■ Task to carry out
Can you retype every record below exactly as written?

──────── Data in this exercise ────────

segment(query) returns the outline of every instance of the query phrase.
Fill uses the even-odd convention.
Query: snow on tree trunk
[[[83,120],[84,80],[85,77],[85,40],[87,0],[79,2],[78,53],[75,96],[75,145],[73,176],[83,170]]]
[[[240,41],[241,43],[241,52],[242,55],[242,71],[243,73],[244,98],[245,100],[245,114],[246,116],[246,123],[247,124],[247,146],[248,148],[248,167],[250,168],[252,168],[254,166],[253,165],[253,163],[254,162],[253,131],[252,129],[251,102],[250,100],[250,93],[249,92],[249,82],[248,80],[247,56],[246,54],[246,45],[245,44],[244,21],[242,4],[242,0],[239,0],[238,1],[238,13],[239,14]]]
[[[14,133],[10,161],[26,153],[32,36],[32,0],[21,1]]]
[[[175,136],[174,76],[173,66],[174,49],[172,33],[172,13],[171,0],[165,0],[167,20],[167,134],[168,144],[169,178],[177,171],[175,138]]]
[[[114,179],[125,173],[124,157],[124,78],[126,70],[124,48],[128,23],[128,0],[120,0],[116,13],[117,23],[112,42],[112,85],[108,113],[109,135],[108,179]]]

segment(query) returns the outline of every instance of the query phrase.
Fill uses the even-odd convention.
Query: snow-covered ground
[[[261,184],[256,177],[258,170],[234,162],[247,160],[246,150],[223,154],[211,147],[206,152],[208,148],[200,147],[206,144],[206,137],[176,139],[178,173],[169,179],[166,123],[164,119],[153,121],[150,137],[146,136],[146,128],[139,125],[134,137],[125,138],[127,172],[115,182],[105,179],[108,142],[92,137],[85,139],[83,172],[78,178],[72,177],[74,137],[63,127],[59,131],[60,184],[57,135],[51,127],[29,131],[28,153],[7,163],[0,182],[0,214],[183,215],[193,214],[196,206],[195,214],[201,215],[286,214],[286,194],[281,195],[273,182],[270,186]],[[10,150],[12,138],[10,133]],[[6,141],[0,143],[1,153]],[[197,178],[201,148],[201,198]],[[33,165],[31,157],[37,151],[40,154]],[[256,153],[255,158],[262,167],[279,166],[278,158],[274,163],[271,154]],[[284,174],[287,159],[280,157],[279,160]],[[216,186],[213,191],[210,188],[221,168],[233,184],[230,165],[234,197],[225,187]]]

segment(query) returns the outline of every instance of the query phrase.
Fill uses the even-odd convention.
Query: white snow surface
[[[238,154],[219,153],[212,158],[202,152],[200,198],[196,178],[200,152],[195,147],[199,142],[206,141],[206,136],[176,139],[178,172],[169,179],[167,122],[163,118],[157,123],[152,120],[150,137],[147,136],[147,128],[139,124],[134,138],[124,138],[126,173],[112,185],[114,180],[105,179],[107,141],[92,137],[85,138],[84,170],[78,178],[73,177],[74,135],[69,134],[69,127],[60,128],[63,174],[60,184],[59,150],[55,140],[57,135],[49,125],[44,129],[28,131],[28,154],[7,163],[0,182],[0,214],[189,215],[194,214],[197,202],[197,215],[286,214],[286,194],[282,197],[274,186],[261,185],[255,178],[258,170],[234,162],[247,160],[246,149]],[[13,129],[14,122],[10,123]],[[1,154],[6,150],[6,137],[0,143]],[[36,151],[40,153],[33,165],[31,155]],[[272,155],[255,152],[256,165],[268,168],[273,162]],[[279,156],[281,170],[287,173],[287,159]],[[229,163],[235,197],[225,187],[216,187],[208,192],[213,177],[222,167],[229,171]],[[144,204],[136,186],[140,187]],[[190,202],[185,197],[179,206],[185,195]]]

────────

■ Task output
segment(query) returns the outline of every instance of the query phrase.
Fill uses the even-odd convention.
Query: snow on tree trunk
[[[83,120],[84,80],[85,77],[85,40],[87,0],[79,2],[78,53],[75,96],[75,145],[73,176],[83,170]]]
[[[240,41],[241,43],[241,52],[242,55],[242,71],[243,73],[244,98],[245,100],[245,114],[246,116],[246,123],[247,124],[247,146],[248,148],[248,167],[250,168],[252,168],[254,166],[253,165],[253,163],[254,162],[253,131],[252,129],[251,102],[250,100],[250,93],[249,92],[249,82],[248,80],[247,56],[246,54],[246,45],[245,44],[244,21],[242,4],[242,0],[239,0],[238,1],[238,13],[239,14]]]
[[[14,133],[10,161],[26,153],[32,36],[32,0],[21,1]]]
[[[175,136],[174,76],[173,66],[174,49],[172,33],[172,13],[171,0],[165,0],[167,20],[167,134],[168,144],[169,178],[177,171],[175,138]]]
[[[114,179],[125,173],[124,157],[124,78],[126,70],[124,48],[128,23],[128,0],[120,0],[116,13],[117,23],[112,42],[112,85],[108,113],[109,135],[108,179]]]

segment(query) returns the outline of every instance of the query phrase.
Fill uses the even-odd convention.
Query: snow-covered ground
[[[261,184],[256,177],[258,170],[234,162],[247,160],[246,150],[223,154],[211,147],[206,152],[208,148],[200,147],[206,144],[206,137],[176,139],[178,173],[169,179],[166,123],[164,119],[153,121],[150,137],[146,136],[146,128],[139,125],[134,137],[125,138],[127,172],[115,182],[105,179],[108,142],[92,137],[85,139],[83,172],[78,178],[72,177],[74,137],[63,127],[59,131],[60,184],[57,135],[51,127],[29,131],[28,153],[7,163],[0,182],[0,214],[183,215],[193,214],[196,206],[195,214],[201,215],[286,214],[286,194],[281,195],[273,182],[270,186]],[[10,150],[12,138],[10,133]],[[6,141],[0,143],[1,153]],[[197,178],[201,148],[201,198]],[[33,165],[31,157],[37,151],[40,154]],[[256,153],[255,158],[262,167],[279,166],[278,158],[274,163],[271,154]],[[284,174],[287,159],[280,157],[279,160]],[[216,186],[213,191],[210,188],[221,168],[233,184],[230,165],[234,197],[225,187]]]

segment(query) returns the outline of every instance of the query phrase.
Fill uses the even-odd convention.
Query: white snow surface
[[[238,154],[219,153],[212,158],[202,152],[200,198],[196,178],[200,152],[195,147],[199,142],[206,141],[206,136],[176,139],[178,172],[169,179],[167,122],[163,118],[157,123],[152,120],[150,137],[147,136],[147,128],[139,124],[134,138],[124,138],[126,173],[112,185],[114,180],[105,179],[107,141],[92,137],[85,138],[84,170],[78,178],[73,177],[74,135],[69,134],[69,127],[60,128],[63,174],[60,184],[59,150],[55,140],[57,135],[49,125],[44,129],[28,131],[28,154],[7,163],[0,182],[0,214],[189,215],[194,214],[197,202],[197,215],[286,214],[286,194],[282,197],[274,186],[261,185],[255,178],[258,170],[234,162],[247,160],[246,149]],[[13,129],[14,122],[10,123]],[[1,154],[6,150],[6,137],[0,143]],[[36,151],[40,153],[33,165],[31,155]],[[272,155],[255,152],[256,165],[268,168],[273,162]],[[279,156],[281,170],[287,173],[287,159]],[[229,163],[235,197],[225,187],[216,187],[208,192],[213,177],[222,167],[229,171]],[[144,204],[136,186],[140,187]],[[190,202],[185,197],[179,206],[185,195]]]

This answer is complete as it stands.